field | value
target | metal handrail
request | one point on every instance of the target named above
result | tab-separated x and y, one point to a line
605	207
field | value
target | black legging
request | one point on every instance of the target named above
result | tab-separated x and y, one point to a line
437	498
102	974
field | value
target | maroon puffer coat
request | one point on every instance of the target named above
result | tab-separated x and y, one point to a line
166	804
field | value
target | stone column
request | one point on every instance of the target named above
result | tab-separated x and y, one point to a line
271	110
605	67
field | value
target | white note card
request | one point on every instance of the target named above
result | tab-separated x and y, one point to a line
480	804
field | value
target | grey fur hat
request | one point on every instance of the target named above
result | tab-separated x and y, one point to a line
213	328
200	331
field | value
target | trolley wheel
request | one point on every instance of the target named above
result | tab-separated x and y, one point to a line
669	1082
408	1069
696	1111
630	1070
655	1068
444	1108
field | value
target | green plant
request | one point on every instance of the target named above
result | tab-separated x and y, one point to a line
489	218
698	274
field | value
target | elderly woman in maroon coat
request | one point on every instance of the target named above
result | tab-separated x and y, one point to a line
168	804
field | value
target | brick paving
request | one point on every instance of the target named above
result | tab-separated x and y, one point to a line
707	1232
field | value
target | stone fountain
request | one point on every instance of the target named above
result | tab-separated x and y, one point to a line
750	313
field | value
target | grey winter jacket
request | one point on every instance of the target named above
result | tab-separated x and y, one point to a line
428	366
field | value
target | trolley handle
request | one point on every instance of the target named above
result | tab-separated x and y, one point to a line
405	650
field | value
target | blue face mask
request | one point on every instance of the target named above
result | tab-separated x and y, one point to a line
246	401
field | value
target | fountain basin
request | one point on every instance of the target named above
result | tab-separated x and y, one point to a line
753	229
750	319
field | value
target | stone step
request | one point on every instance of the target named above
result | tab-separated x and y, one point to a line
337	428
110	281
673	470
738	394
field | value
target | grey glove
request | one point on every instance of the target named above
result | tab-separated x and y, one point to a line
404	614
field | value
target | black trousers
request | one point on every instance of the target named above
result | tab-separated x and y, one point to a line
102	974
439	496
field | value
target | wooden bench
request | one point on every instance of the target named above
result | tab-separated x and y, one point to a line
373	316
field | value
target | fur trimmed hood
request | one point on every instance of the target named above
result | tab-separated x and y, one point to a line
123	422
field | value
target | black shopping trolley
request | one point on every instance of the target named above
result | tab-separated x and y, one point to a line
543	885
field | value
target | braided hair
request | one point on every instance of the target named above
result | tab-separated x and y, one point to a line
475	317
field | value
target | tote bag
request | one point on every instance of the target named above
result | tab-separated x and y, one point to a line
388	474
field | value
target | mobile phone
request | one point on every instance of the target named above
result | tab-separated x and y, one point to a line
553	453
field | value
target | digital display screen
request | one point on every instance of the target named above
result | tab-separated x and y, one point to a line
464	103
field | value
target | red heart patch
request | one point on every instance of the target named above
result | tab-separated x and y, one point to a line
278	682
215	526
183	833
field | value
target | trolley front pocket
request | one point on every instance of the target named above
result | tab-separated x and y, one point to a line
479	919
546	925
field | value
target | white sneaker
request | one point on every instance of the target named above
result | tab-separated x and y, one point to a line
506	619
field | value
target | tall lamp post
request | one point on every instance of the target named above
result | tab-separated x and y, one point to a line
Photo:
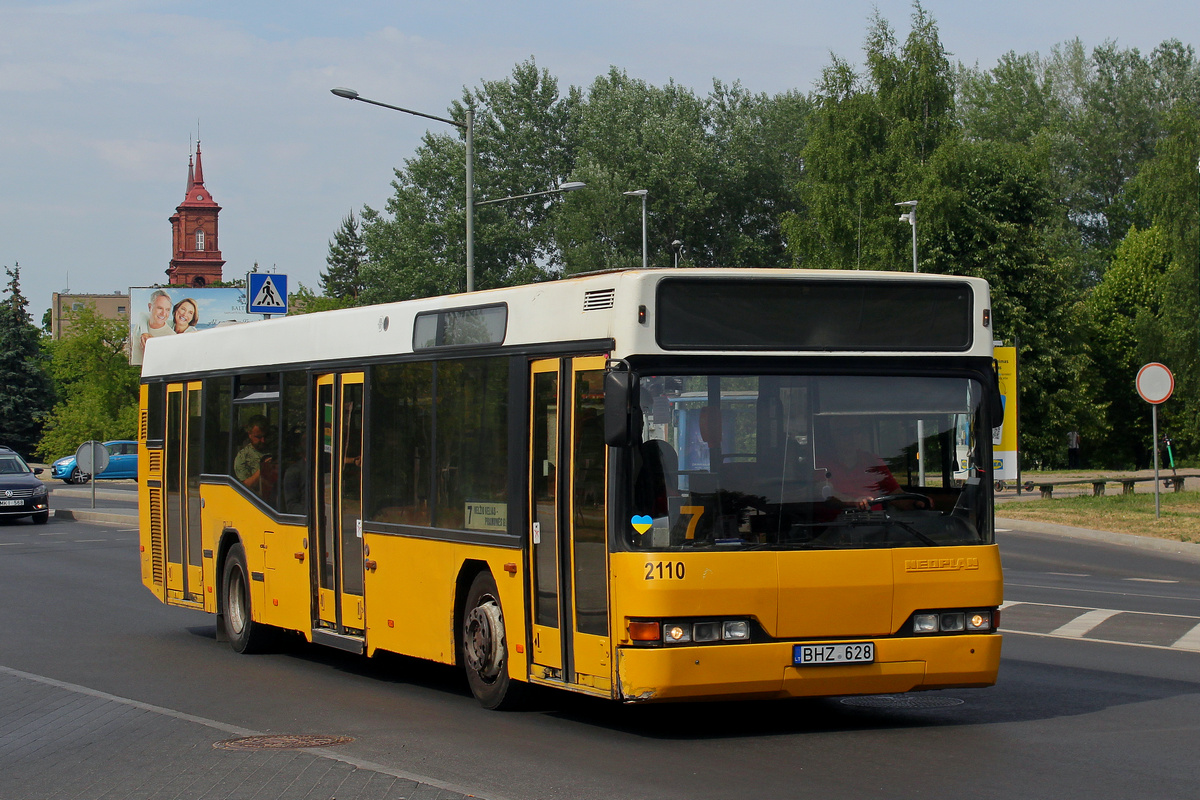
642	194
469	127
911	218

━━━

DIRECTIVE -> Gather every line of the listing that contains the word "grey", matching its case.

ANSWER BELOW ->
target | grey fur hat
target | grey winter jacket
target | grey glove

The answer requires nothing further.